[Items listed in a dataset]

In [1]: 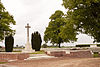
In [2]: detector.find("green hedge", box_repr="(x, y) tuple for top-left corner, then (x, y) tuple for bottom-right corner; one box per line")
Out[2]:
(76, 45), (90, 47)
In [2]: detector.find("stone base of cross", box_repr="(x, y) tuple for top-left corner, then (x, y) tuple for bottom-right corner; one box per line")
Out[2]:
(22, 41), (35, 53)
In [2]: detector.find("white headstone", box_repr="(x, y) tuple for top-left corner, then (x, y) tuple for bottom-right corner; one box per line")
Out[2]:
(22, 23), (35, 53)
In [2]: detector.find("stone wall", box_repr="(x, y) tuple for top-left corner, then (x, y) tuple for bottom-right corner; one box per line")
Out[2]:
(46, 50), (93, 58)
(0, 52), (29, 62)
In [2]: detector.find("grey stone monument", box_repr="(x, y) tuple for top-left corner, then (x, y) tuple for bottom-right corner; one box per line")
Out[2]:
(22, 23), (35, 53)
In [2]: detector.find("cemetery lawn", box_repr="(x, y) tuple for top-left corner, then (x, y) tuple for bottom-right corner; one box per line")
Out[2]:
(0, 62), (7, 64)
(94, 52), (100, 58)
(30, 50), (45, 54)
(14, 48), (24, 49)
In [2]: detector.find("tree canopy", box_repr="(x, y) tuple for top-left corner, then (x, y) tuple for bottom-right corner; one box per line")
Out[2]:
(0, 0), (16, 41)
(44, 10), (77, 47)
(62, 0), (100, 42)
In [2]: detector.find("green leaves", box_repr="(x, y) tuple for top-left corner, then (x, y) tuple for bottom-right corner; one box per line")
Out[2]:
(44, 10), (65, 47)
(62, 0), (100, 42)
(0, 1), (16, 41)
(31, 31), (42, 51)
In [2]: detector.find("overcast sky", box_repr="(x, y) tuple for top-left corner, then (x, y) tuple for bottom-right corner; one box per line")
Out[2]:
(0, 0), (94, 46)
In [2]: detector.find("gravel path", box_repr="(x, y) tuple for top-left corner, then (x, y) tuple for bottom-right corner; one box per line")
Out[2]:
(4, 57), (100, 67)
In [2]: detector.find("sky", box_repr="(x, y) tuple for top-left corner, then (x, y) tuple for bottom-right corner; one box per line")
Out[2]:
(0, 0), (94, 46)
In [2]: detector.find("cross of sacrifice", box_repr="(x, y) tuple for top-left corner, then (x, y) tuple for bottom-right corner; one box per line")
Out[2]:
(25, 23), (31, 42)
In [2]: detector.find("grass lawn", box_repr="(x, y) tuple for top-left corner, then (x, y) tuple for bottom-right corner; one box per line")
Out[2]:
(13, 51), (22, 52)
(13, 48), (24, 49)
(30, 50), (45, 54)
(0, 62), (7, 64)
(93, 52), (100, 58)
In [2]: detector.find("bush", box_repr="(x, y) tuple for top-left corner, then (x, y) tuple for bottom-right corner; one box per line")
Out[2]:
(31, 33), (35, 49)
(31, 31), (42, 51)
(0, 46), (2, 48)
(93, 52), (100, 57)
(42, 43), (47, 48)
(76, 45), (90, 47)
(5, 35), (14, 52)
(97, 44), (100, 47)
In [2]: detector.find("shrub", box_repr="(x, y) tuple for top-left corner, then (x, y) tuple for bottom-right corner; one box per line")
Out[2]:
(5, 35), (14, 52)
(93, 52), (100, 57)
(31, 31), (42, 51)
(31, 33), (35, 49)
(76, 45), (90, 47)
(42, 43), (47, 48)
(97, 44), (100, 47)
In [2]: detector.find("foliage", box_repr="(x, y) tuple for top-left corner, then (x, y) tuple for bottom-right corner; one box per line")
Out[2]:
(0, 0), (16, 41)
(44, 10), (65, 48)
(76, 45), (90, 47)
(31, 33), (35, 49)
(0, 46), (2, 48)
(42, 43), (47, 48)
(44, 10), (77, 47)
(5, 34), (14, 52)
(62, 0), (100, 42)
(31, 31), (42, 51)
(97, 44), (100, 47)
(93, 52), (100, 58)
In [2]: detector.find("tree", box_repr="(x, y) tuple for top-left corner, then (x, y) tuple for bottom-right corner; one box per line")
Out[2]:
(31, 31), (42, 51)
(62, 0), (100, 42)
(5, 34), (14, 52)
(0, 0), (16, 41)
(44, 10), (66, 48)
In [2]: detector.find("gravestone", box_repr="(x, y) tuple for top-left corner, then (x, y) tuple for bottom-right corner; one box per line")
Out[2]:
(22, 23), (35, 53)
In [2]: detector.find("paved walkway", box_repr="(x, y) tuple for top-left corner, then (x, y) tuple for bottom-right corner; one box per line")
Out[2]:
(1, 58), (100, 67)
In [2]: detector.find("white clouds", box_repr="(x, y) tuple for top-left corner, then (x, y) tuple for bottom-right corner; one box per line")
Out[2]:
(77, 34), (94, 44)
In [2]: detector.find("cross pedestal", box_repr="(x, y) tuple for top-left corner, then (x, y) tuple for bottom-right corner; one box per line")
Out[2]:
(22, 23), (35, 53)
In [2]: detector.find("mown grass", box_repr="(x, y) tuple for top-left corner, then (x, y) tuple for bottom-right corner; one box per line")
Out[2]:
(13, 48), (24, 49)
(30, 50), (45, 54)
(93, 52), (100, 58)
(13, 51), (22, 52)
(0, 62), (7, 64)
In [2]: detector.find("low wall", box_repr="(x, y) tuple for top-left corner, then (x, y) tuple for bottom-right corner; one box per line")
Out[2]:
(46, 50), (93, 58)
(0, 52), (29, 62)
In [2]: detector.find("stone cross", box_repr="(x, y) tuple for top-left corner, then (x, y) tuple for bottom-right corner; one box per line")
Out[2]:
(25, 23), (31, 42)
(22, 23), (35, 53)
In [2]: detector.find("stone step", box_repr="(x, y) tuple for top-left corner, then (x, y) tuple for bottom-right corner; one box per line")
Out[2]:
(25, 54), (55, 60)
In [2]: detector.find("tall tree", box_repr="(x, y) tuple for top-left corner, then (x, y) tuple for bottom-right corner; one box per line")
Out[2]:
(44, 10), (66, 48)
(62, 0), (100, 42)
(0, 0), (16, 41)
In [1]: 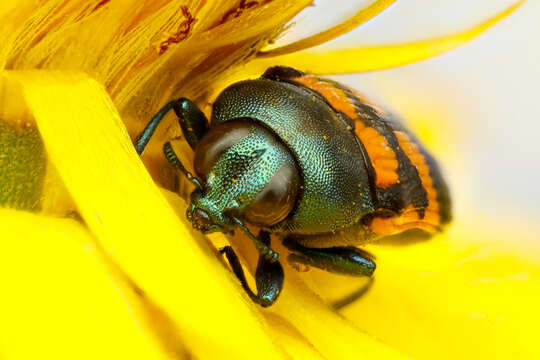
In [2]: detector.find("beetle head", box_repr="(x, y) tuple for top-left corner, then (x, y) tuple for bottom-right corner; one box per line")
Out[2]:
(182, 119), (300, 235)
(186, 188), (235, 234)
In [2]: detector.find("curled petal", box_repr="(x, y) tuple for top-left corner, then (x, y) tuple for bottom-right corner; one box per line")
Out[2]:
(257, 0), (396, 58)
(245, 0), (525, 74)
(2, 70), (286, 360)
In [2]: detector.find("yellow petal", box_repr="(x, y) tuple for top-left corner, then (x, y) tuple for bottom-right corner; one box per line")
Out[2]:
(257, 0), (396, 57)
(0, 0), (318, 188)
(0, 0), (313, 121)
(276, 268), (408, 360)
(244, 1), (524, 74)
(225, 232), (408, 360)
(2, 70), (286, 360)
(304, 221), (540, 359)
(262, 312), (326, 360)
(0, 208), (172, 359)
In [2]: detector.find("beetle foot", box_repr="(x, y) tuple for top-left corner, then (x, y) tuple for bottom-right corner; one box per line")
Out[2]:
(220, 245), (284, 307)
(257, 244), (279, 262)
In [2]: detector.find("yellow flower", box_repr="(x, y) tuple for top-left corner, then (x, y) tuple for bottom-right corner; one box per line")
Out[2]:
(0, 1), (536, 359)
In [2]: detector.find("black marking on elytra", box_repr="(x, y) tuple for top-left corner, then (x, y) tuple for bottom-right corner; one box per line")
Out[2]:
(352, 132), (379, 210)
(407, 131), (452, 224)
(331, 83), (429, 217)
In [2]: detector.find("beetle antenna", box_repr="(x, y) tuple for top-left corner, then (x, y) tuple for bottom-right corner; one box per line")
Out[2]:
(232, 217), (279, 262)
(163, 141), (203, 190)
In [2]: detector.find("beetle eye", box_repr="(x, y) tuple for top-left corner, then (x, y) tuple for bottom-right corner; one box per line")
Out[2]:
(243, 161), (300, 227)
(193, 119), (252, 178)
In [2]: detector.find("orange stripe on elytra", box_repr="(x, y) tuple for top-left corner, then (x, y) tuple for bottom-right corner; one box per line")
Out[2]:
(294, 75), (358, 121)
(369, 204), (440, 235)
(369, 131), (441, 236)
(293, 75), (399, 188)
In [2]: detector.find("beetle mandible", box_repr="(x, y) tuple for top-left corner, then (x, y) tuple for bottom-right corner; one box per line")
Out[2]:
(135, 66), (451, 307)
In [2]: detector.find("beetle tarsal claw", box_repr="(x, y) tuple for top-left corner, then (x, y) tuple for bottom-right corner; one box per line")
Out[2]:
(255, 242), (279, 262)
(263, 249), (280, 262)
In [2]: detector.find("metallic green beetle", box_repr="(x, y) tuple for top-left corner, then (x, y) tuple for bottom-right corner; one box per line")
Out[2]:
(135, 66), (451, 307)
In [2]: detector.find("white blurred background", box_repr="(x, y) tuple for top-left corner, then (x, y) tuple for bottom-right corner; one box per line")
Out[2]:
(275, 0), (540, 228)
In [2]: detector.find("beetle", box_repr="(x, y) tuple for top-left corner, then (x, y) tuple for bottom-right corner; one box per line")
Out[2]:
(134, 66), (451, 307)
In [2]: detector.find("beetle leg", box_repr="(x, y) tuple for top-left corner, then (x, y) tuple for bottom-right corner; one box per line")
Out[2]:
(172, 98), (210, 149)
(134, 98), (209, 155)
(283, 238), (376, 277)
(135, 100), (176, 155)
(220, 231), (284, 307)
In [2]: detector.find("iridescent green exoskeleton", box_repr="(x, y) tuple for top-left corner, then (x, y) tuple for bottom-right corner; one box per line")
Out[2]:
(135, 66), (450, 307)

- _INSTRUCTIONS TO FOLLOW_
Tell how many lines in the entries contain the string "green", and give nothing beyond the number.

- _SOLUTION TO THE PROBLEM_
4